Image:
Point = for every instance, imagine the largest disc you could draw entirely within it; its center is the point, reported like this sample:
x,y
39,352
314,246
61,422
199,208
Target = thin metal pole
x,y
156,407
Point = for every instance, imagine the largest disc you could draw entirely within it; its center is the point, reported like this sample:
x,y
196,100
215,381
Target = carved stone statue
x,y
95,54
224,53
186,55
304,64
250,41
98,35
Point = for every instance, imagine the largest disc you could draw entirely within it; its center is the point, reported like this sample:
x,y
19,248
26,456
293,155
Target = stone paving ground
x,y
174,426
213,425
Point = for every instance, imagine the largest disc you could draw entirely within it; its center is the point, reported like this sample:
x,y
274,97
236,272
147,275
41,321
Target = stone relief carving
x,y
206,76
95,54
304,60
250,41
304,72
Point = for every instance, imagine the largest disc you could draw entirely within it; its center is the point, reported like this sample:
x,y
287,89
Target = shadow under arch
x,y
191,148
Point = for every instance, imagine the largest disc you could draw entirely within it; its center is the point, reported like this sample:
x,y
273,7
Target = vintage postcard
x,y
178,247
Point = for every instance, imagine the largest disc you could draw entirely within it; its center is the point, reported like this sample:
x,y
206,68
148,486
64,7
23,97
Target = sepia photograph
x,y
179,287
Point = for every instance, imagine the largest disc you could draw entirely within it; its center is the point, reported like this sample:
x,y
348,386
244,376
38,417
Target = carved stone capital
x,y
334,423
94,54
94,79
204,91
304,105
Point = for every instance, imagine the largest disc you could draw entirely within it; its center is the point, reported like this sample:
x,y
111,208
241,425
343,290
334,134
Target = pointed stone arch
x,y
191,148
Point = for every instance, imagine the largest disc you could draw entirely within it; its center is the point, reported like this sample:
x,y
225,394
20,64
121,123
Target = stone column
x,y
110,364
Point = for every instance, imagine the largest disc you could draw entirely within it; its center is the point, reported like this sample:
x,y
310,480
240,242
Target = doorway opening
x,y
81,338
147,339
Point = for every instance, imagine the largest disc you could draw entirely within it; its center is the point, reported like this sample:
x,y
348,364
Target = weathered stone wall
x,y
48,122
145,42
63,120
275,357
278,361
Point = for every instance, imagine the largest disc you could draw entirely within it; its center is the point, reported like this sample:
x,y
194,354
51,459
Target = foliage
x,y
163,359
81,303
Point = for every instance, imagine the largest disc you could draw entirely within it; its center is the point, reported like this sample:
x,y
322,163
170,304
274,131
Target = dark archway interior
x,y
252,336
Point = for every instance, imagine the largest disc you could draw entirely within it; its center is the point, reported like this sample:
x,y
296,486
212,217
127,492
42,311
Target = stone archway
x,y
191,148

* WORK ITEM *
Output the entire listing exactly as written.

* FINAL ANSWER *
Image:
Point = for every instance, imagine the largest disc you could draw entirely within it; its center is the point, reported like this sample:
x,y
39,352
314,246
61,422
199,208
Target = thin metal pole
x,y
156,407
Point = for every instance, imagine the largest disc you could draw entirely within it; its center is the point, reported like this sample:
x,y
196,100
215,381
Target = carved stone statue
x,y
95,54
224,53
186,55
304,64
250,41
98,35
Point = for every instance, imagine the largest disc you could draw entirely within it; its center is the point, reported like this sample:
x,y
19,248
26,456
293,155
Target = stone paving ground
x,y
174,426
213,425
Point = for every instance, imagine the largest disc you could draw entirely within it; its center is the point, reported like this sample:
x,y
274,97
236,272
147,275
41,321
Target = stone relief carving
x,y
206,76
95,54
304,60
250,41
304,72
Point = for every instance, imagine the largest disc you could draw entirely within it; its center is the point, reported like this sample:
x,y
287,89
Target = shadow under arch
x,y
191,148
Point = for every instance, imagine the largest disc you could draw entirely within it; its center is the point, reported like this sample:
x,y
273,7
Target = vintage postcard
x,y
178,247
Point = for every instance, imagine the largest disc you could draw entirely within it; its center is the point, reported like this sample:
x,y
206,68
148,486
64,7
23,97
Target = sepia photograph
x,y
179,287
Point = for every instance, imagine the largest disc you could draw entirely within it; its center is the point, reported like this sample:
x,y
348,386
244,376
38,417
Target = carved stone capital
x,y
334,423
94,54
94,79
204,91
304,105
Point = for every instance, imagine the largest disc you could draw entirely within it; its center is the point, reported like this sample:
x,y
111,208
241,425
343,290
334,134
Target = pointed stone arch
x,y
191,148
Point = for every instance, imagine the largest disc you could draw entirely within it; its center is the point, reported like this sample:
x,y
225,394
20,64
121,123
Target = stone column
x,y
110,364
Point = for every instance, imagine the largest disc you could draw entirely within it; its center is the point, reported like this sample:
x,y
310,480
240,242
Target = doorway opening
x,y
81,338
147,339
Point = for every instance, imagine the largest disc you could draw entirely within it; its center is the point, reported like this sample:
x,y
348,364
Target = weathered stone wall
x,y
48,122
145,42
63,120
275,357
278,361
Point = for every instance, imagine the largest disc you could draw entirely within it; its center is the point, reported like this sample:
x,y
194,354
51,459
Target = foliage
x,y
163,359
81,303
Point = for every instance, imagine the largest disc you could draw entirely within it; its center is the point, reported like this sample:
x,y
322,163
170,304
274,131
Target = dark archway interior
x,y
252,336
Point = for every instance, imagine the largest disc you could draw entirely within it; its center is the point, reported like this sample:
x,y
296,486
212,217
127,492
42,311
Target = stone archway
x,y
191,148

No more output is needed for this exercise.